• PROBLEM DETAILS: Only the lines from the one containing "Where can the station canopy" through the end of the material are to be echoed, each exactly as it appears.

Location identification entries
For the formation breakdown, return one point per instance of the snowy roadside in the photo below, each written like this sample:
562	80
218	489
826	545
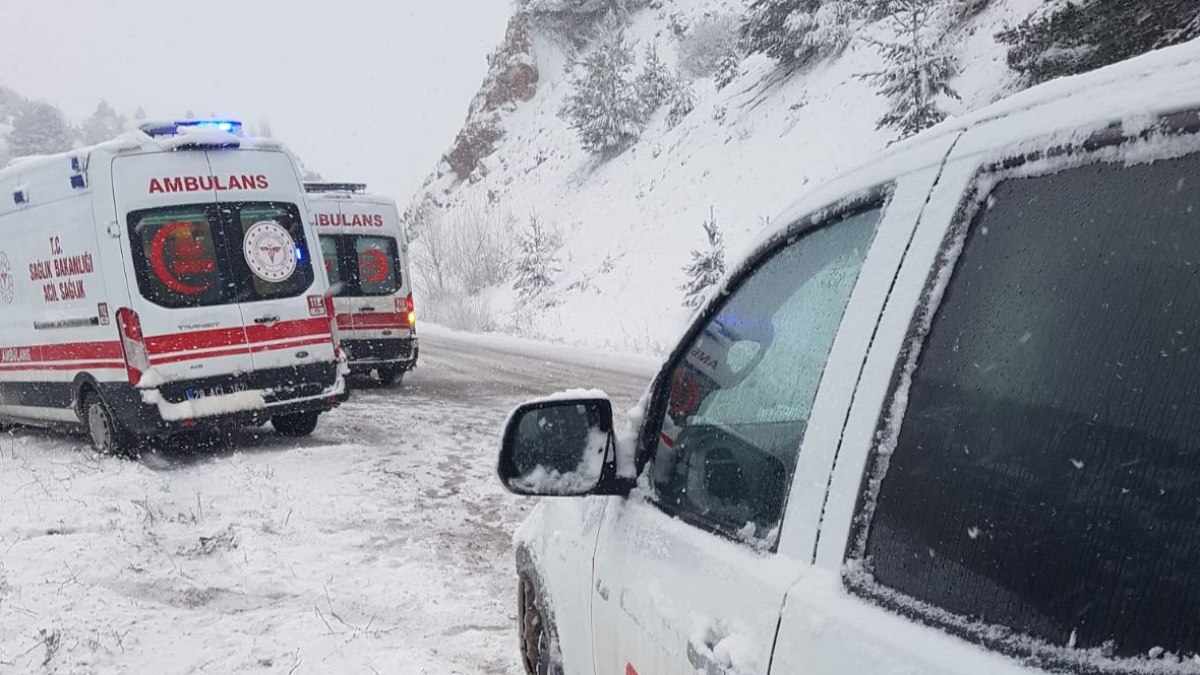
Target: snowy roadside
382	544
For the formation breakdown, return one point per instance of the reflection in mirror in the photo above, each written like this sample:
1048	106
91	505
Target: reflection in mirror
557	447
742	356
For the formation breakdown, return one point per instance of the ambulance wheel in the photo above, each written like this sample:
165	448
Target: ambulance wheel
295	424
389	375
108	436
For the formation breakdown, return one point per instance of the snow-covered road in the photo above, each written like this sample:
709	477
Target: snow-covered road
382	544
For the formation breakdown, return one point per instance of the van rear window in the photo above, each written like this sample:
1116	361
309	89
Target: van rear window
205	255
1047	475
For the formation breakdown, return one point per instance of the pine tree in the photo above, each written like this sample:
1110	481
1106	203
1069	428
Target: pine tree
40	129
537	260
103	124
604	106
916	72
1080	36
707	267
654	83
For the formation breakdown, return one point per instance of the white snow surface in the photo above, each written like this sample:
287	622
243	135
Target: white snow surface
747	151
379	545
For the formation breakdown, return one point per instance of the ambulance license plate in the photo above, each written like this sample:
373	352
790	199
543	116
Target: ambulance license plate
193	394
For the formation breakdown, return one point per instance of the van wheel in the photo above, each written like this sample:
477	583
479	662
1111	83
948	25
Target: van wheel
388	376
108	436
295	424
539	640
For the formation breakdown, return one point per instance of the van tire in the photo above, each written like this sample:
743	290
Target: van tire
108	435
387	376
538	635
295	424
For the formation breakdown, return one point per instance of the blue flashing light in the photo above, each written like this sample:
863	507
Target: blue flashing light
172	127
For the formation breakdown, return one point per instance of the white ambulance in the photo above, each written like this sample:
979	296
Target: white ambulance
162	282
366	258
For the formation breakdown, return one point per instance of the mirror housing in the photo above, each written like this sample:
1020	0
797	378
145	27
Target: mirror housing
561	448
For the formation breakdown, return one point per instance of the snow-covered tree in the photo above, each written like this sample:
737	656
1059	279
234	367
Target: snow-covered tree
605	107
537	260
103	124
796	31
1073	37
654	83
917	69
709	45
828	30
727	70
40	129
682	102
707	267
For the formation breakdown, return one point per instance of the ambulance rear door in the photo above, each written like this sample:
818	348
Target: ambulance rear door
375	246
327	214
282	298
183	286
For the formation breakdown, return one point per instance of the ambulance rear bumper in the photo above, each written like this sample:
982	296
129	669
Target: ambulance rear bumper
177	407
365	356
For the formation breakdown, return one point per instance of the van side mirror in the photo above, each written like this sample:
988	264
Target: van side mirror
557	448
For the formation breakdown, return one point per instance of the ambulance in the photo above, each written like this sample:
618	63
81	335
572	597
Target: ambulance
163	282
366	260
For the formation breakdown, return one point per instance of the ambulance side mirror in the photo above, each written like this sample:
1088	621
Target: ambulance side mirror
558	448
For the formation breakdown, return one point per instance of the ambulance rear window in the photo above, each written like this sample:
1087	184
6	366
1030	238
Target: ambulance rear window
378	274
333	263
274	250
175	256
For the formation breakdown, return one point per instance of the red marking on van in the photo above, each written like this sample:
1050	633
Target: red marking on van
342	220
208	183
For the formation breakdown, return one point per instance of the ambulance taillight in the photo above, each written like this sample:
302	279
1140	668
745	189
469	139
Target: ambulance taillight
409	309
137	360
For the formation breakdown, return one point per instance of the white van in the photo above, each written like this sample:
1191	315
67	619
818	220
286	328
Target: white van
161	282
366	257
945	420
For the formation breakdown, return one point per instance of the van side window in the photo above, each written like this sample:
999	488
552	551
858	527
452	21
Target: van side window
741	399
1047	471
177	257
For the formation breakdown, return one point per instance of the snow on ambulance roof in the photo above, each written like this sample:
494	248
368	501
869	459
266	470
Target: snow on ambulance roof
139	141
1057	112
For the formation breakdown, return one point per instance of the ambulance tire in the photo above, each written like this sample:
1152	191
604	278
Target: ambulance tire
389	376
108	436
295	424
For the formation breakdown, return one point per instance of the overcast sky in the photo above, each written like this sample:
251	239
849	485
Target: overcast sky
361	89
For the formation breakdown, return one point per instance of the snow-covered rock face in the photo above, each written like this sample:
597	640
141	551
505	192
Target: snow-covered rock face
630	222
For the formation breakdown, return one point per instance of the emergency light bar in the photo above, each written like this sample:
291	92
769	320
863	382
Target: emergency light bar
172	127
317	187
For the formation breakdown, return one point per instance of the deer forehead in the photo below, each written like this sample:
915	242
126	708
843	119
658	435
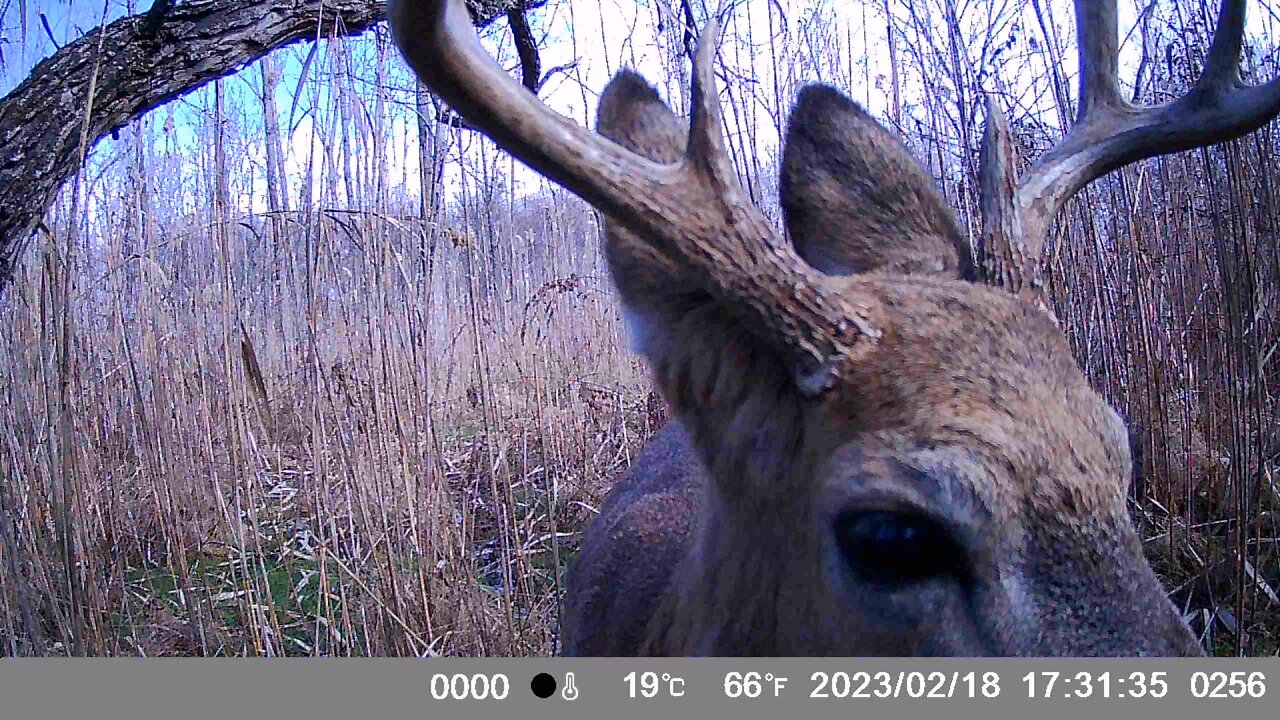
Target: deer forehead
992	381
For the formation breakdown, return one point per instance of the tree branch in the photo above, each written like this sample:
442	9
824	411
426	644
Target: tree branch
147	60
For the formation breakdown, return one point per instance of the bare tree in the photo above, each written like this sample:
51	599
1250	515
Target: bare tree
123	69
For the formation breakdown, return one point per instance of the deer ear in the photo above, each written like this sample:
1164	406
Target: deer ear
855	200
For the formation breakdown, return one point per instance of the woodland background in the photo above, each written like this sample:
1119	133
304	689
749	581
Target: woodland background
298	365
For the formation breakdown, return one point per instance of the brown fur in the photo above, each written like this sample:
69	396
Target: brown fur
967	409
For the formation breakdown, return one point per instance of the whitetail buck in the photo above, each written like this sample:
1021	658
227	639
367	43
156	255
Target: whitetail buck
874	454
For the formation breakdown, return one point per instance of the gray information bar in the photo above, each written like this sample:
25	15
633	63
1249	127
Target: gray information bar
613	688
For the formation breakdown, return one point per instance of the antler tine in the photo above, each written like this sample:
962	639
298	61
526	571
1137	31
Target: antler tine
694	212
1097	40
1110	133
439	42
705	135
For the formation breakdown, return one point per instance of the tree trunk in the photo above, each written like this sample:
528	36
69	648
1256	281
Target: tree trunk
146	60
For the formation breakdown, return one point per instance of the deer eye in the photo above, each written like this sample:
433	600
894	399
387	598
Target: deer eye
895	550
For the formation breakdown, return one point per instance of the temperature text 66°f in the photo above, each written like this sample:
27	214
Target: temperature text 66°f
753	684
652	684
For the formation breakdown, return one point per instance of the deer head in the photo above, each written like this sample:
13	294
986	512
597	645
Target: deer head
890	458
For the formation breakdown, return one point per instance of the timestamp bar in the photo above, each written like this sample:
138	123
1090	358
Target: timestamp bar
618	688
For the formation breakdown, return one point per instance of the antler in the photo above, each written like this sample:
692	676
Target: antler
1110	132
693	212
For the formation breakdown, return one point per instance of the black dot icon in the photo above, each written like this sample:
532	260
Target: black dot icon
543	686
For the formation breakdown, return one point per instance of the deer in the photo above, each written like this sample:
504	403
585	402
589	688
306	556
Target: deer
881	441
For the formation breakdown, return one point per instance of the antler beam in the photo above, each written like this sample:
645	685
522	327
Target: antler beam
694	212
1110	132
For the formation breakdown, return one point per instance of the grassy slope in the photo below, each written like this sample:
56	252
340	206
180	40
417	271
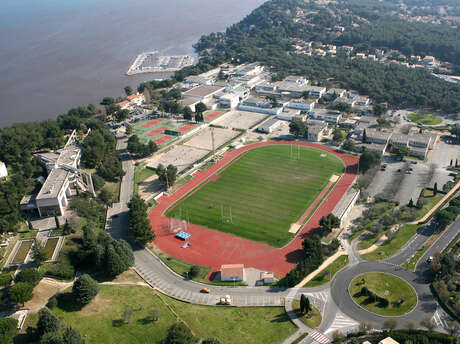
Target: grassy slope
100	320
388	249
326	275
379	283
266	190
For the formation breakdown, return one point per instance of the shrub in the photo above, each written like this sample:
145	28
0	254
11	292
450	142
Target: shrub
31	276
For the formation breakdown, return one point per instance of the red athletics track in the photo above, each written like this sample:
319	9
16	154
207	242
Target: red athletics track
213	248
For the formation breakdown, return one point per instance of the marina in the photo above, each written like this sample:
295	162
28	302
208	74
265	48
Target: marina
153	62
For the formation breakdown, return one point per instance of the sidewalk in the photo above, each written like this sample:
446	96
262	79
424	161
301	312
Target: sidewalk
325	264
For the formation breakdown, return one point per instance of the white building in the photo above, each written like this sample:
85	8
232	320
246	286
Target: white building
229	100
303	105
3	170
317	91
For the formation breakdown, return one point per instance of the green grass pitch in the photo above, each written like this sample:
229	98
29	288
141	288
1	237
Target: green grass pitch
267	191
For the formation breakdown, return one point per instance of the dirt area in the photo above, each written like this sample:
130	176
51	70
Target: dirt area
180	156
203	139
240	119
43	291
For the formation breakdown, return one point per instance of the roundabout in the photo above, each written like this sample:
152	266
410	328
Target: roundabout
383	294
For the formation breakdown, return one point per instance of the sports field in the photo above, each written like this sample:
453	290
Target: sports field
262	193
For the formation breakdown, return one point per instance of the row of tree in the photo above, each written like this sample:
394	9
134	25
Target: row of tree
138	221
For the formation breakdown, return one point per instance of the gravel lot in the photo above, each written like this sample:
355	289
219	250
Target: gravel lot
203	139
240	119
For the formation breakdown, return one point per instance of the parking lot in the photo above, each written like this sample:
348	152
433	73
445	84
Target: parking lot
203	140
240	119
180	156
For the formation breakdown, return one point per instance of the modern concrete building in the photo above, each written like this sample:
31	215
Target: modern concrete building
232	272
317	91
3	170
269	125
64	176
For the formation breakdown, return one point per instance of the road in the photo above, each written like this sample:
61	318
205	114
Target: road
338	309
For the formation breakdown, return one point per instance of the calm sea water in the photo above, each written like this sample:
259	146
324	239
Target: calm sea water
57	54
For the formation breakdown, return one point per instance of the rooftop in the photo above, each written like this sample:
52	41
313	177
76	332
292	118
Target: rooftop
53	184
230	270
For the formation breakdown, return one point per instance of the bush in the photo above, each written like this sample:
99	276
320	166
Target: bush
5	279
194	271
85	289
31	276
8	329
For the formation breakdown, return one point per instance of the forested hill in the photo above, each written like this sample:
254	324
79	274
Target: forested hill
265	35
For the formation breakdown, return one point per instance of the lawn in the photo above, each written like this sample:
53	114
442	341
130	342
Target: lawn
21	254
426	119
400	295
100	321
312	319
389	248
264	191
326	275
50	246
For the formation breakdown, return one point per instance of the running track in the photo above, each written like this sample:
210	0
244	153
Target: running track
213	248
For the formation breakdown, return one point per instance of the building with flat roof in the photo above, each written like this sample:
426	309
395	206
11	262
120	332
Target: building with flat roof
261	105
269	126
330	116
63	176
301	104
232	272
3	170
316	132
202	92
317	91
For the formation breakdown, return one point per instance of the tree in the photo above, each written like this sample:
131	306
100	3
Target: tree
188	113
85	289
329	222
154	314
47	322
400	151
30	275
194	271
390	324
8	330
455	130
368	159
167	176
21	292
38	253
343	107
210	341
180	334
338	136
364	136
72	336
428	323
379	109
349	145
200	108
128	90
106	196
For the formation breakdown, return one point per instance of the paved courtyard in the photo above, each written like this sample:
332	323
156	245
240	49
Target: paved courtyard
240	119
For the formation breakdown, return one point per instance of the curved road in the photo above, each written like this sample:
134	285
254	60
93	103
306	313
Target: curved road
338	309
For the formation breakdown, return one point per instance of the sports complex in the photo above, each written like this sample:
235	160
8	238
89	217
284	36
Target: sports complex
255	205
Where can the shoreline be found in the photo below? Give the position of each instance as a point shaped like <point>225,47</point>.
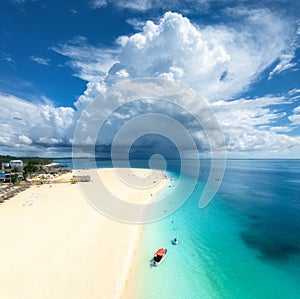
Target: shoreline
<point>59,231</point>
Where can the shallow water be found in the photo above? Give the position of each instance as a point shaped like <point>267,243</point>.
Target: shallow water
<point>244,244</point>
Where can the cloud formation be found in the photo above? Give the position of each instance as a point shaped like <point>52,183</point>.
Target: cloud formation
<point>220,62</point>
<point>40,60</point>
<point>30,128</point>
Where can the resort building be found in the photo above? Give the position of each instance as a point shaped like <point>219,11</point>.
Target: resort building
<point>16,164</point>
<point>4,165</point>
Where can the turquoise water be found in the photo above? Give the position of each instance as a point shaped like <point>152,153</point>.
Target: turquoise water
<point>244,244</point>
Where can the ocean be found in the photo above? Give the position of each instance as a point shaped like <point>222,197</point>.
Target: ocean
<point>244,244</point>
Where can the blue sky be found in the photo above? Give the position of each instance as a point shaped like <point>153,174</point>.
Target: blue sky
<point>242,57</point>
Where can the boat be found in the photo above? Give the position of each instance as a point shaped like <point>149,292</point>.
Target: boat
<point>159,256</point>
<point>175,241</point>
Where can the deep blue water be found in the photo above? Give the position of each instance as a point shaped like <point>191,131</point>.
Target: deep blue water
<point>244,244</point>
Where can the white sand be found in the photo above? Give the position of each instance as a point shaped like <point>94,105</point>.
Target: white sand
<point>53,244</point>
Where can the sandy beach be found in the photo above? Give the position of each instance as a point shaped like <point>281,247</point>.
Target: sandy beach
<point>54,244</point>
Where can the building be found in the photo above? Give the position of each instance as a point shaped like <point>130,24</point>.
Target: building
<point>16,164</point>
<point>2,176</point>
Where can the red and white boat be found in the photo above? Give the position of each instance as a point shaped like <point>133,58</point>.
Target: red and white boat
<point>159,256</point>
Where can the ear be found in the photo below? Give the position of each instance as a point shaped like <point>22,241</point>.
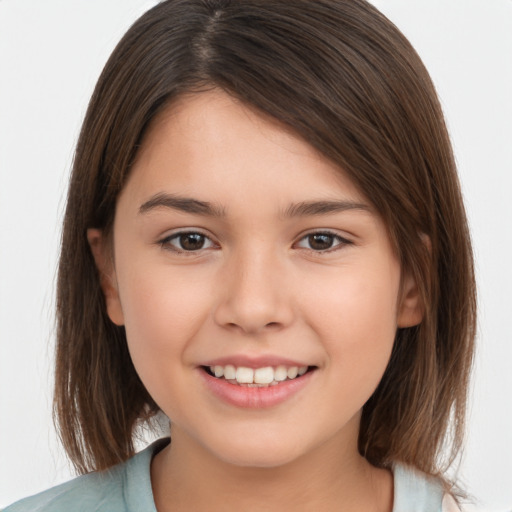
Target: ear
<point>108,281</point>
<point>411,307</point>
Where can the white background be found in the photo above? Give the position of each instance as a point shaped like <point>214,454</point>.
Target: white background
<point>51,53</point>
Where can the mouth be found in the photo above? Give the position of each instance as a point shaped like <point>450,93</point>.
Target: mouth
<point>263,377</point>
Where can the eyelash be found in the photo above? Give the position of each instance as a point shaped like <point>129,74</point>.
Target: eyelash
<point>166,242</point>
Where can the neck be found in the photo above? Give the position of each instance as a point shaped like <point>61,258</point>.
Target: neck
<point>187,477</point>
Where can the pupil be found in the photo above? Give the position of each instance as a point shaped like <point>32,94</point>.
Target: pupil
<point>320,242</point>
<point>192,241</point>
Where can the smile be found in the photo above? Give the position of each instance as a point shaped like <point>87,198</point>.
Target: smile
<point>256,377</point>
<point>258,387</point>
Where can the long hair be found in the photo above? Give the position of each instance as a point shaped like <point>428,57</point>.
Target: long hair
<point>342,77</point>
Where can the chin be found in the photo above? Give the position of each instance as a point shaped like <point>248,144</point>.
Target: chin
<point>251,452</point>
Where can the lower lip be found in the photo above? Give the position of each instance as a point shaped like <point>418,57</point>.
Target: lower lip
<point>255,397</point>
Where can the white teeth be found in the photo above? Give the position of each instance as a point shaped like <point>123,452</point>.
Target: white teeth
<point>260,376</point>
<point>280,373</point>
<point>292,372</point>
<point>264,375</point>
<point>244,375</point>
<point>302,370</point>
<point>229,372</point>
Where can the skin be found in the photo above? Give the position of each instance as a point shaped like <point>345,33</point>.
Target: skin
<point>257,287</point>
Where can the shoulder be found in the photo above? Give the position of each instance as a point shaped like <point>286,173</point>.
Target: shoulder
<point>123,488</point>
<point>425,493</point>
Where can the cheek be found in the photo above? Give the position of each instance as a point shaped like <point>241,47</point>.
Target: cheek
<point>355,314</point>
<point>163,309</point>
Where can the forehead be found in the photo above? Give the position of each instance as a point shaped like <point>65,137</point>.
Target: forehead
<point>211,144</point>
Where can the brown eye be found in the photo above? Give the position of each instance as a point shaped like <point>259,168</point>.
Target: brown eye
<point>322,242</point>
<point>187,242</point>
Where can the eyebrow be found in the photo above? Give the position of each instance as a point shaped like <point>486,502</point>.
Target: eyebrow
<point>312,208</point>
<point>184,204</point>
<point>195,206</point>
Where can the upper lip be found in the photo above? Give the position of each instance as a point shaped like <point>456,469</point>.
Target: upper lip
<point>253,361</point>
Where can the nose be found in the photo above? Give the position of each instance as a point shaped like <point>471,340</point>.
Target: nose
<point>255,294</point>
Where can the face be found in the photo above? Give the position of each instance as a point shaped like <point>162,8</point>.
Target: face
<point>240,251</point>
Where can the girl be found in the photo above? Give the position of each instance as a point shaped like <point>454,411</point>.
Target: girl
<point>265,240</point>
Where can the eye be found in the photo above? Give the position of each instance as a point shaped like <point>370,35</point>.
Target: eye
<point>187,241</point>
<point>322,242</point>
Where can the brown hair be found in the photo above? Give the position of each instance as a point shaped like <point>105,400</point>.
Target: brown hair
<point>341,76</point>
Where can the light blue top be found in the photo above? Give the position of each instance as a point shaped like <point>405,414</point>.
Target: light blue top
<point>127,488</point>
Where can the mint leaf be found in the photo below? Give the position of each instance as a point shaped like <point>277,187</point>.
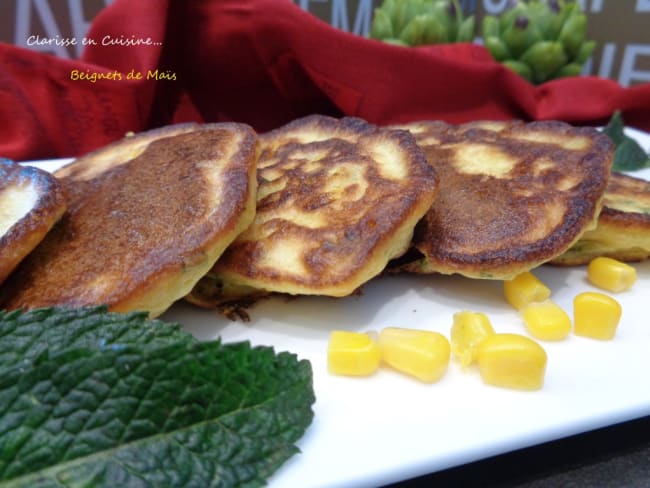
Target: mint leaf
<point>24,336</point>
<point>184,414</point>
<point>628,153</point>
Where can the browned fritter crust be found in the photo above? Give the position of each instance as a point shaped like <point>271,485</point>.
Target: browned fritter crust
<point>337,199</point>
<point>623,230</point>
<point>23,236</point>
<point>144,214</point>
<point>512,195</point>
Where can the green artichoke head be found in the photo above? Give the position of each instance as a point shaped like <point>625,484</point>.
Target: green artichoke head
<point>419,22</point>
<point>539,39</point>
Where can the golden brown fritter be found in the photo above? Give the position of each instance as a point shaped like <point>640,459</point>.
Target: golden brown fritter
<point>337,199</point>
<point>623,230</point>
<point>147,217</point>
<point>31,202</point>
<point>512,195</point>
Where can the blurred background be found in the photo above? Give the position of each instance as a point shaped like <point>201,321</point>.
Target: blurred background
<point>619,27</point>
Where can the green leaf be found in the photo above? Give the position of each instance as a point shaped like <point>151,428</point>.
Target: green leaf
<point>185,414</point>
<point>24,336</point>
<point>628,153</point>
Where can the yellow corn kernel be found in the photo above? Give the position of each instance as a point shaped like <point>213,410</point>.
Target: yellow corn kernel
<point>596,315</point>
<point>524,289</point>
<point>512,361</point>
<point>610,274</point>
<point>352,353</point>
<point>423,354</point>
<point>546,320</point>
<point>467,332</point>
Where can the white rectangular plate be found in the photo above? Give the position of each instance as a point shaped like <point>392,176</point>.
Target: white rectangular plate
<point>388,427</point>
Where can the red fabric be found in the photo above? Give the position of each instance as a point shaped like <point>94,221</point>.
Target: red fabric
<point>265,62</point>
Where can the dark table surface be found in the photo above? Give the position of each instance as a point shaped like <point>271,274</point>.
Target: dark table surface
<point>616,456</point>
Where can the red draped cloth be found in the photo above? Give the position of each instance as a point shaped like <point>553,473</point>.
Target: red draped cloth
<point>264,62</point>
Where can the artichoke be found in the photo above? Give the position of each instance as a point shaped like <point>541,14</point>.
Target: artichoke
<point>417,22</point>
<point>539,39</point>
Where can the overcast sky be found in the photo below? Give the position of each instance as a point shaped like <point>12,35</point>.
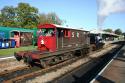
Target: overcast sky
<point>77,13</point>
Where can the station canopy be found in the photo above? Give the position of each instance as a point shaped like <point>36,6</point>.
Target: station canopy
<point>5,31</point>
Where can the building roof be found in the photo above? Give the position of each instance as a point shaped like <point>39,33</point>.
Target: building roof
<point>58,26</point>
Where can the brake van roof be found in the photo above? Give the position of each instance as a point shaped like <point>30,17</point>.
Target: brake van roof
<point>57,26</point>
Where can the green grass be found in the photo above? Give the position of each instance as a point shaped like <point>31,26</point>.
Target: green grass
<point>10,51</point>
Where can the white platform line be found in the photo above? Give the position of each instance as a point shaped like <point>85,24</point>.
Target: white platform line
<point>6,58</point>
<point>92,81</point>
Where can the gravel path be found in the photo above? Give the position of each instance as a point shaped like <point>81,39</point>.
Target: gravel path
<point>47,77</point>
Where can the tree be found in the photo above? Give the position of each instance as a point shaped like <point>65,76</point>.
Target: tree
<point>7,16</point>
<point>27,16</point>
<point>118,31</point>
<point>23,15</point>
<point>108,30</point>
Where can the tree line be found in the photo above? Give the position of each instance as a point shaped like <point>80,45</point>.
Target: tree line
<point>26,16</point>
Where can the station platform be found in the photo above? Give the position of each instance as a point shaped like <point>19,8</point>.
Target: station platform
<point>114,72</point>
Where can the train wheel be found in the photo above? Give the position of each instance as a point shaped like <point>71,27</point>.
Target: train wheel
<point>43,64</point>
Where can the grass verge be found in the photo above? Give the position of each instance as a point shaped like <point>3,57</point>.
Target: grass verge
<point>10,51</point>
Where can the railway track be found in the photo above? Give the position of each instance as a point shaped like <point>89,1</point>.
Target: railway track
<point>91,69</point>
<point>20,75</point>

• TASK RESULT:
Where can the station canopy be found in the photo above? Give the position of each instance as a point shaped like <point>36,6</point>.
Target: station canopy
<point>5,31</point>
Where can the building roof be found in the photo above? Give the position of each instance as a point shaped like <point>39,33</point>.
Target: building roof
<point>58,26</point>
Where can the brake van roof be found in the photo above? Give the position of each instance as a point shaped like <point>30,17</point>.
Target: brake van roof
<point>57,26</point>
Where can the green grass be found in the photo above? Give the position of each instance as a point shaped like <point>31,26</point>.
Target: green grass
<point>10,51</point>
Where can the white platform line be found in the photo above? Give the position of each instance as a point shaped like <point>85,24</point>.
Target: white platform line
<point>6,58</point>
<point>92,81</point>
Where can the gravel path be found in the photo above? Give the position of each instance as a point shaped like <point>81,39</point>.
Target: gravel path
<point>47,77</point>
Where can the tree be found in the photo above? Give the position of each instance as a point shaped like <point>65,76</point>.
Target: tree
<point>7,16</point>
<point>27,16</point>
<point>118,31</point>
<point>23,15</point>
<point>108,30</point>
Where can the tree line be found in the photo above? Give the position of each instance as a point shaped like <point>80,45</point>.
Target: tree line
<point>26,16</point>
Where can the station platform be found in the photo above? Give the position of each instance as a point shaped like <point>19,8</point>.
Target: station platform
<point>114,72</point>
Where can the train wheel be found in the photo above? Give the position of each instance as a point shaped like <point>71,27</point>.
Target: train wheel
<point>43,64</point>
Where can the grass verge be found in the photo above? Give the position of each instance as a point shaped like <point>3,57</point>.
Target: grass verge
<point>10,51</point>
Where can the railway track be found in the photo above? Give the position of each instance as a point shaped like <point>89,1</point>.
Target: railway track
<point>91,69</point>
<point>20,75</point>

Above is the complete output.